What you will do
1. According to the sermon excerpt, what does the word prostithēmi mean?
2. Reproduce the rows verbatim, starting at the line that contains "of the brick" and running through the final line of the rows, both ends included.

Excerpt
- - - -

They're feeling the weight of this kind of spiritual responsibility and they're honest about their weakness. And so they say, "increase," imperative aorist from prostithēmi, meaning add to, supplement, develop, grow. They're not denying that they have faith, they just don't know if they're ever going to be adequate for this. Who can live like that? Paul...Paul has that sense back in 2 Corinthians 2 where he's talking about we always triumph in Christ, and our lives are a savor of life to life and death to death, and you just grab that thought and you say, "You mean your life compounds someone's damnation? Or your life and your influence leads to someone's exaltation? Your life can be a savor of death to death or life to life? Who is adequate, he says, for such things? Who in themselves in the human could ever have a life with such massive impact?"
Now we have the idea that the movers and shakers are in Washington. That's not true. They don't change anything eternally ever. The movers and shakers are in the universities with all their ideas and philosophies and ideologies, and scientific events, they don't change anything forever. Movers and shakers are in the kingdom of God because they are the ones who influence people eternally. Who is adequate for that? Who is adequate to teach the truth, to change lives? Who is adequate to live the truth, to set an example of godliness, to make the message of transformation believable? Who is adequate to be so magnanimous and so gracious and so forgiving as to forgive someone who offends them repeatedly on a daily basis and extend nothing to them but grace and a desire for restoration? This is asking a lot; increase our faith.
Well, the Lord understood their question and He agreed with it. So He says in verse 6, "If you had faith like a mustard seed, you would say to this mulberry tree..." A couple of times He said this. only there was a mountain nearby so He used the mountain as an illustration. Here He's standing by a mulberry tree so He uses it. "If you had faith like a mustard seed, you would say to this mulberry tree, 'Be uprooted and be planted in the sea,' and it would obey you." You're right. You do need a stronger faith. He affirms it. It's a good question, it's the right question, and it's absolutely true. If you just had a small amount of faith, you would have enough faith to have a powerful life.

- - - -

[Collected data entries]
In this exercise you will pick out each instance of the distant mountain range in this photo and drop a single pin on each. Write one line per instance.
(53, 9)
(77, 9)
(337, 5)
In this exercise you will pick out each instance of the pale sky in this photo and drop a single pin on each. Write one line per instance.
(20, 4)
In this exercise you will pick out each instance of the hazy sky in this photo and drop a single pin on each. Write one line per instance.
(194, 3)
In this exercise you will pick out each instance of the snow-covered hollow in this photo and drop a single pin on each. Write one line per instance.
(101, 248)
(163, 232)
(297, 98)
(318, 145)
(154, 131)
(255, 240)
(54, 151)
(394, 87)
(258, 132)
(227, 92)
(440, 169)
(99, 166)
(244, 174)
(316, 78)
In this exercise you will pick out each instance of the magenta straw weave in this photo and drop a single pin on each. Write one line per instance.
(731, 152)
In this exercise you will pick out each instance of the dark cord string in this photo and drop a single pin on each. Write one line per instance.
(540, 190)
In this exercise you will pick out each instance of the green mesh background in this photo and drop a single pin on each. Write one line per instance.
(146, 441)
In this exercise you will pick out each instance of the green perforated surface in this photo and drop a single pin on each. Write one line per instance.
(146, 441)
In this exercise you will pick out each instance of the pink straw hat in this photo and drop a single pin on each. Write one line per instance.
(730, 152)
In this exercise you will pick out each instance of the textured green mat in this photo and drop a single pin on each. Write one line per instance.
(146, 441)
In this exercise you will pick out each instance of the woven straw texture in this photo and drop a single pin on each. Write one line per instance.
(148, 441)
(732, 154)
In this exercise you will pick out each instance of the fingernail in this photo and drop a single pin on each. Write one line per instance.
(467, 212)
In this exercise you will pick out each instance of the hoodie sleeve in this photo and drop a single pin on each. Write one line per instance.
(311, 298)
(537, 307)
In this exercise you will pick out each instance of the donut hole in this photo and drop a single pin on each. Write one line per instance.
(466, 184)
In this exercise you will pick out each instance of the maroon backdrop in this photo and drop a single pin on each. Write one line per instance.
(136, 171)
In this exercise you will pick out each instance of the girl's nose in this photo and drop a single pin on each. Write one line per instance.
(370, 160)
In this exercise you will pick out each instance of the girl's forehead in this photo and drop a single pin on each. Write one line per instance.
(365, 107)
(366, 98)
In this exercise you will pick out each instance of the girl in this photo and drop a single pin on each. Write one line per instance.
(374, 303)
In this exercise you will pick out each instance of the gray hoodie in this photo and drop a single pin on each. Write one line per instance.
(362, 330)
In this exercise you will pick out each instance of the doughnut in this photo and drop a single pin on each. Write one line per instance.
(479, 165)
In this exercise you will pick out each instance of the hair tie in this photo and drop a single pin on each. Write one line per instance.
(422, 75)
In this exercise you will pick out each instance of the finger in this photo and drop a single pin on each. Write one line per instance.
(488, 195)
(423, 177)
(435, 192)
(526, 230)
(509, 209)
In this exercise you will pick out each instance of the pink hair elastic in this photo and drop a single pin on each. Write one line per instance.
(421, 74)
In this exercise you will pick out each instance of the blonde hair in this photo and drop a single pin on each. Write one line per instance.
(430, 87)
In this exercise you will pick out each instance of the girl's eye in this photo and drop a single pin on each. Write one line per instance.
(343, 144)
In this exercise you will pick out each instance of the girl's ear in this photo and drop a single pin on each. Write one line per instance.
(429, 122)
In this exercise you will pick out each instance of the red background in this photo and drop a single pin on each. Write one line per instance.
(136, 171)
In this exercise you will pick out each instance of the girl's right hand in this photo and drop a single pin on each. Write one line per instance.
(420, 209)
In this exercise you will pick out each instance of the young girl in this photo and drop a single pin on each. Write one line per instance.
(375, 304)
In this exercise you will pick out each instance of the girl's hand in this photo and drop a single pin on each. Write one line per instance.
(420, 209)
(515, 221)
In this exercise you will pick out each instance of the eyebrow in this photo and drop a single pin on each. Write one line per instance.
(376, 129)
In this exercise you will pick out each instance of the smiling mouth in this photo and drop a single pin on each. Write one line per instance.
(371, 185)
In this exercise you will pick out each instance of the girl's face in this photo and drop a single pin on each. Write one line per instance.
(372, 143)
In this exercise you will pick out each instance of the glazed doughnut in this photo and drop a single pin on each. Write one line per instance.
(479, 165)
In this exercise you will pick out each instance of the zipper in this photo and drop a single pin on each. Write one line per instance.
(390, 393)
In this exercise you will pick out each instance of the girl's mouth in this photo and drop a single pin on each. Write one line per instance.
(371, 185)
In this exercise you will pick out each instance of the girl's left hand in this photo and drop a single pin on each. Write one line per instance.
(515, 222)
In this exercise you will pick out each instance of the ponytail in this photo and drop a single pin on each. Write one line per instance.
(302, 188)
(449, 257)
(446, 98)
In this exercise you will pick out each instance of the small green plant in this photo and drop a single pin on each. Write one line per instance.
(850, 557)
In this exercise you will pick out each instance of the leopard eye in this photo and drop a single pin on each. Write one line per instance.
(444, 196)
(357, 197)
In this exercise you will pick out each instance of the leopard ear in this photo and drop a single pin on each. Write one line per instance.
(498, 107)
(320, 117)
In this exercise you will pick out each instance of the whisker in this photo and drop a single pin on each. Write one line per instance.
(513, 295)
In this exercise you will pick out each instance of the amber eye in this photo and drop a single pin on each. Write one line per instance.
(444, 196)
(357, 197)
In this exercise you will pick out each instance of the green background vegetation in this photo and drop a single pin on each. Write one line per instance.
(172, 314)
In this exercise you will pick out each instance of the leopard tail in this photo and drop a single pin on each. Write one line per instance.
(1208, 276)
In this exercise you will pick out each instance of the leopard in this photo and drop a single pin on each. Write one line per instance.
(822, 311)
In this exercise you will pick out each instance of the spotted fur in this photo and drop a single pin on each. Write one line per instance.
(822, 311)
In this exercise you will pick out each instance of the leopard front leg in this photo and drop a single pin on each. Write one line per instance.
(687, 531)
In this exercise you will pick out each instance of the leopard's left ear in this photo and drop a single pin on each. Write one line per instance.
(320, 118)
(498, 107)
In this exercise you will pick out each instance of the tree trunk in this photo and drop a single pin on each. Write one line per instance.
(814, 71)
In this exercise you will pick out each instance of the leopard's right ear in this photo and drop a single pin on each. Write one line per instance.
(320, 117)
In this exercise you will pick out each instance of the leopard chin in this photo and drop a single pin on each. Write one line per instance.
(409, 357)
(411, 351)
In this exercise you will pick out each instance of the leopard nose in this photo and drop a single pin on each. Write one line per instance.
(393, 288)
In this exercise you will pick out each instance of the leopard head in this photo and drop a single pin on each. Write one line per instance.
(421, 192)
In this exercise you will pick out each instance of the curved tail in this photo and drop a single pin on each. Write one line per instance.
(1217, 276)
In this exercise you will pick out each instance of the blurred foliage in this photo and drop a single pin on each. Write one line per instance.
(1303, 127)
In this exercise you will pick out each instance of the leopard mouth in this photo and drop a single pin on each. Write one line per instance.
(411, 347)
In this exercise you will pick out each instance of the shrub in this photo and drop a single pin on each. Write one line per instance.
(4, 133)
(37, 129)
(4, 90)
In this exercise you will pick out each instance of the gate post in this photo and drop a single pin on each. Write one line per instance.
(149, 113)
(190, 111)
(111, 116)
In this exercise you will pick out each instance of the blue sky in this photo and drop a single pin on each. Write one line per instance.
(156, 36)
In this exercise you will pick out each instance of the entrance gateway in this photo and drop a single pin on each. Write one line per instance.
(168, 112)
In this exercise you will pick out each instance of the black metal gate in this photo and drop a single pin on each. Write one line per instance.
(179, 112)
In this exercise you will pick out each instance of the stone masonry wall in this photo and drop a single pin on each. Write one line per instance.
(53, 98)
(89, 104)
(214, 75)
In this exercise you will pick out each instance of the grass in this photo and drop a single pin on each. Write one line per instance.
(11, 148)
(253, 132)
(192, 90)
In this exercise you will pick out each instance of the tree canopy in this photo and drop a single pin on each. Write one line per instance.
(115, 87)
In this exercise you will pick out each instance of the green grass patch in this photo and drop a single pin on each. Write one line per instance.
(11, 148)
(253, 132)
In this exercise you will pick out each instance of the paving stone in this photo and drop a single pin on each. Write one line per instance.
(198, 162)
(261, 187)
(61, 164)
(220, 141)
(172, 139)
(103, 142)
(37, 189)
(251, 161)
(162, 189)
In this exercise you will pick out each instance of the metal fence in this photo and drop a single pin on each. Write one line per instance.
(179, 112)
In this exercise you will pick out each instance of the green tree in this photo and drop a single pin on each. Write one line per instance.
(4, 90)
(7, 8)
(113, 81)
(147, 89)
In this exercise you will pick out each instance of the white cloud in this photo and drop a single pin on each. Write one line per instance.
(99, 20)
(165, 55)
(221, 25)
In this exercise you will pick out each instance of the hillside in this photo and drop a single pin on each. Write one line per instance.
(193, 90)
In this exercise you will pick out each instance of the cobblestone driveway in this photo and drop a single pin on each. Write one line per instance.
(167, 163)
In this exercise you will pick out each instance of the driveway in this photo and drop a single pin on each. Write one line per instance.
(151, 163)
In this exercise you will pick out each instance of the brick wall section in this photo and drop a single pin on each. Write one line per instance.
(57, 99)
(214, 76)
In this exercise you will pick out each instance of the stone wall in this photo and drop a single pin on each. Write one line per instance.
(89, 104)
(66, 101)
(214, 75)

- - - -

Solution set
1. It means add to, supplement, develop, grow.

2.
In this exercise you will pick out each instance of the brick wall section in this photo and drop a single pin on each. Write one line per instance.
(57, 99)
(214, 76)
In this exercise you will pick out each instance of the stone wall in this photo and drop a single pin on each. Write one line per instance.
(89, 104)
(66, 101)
(214, 75)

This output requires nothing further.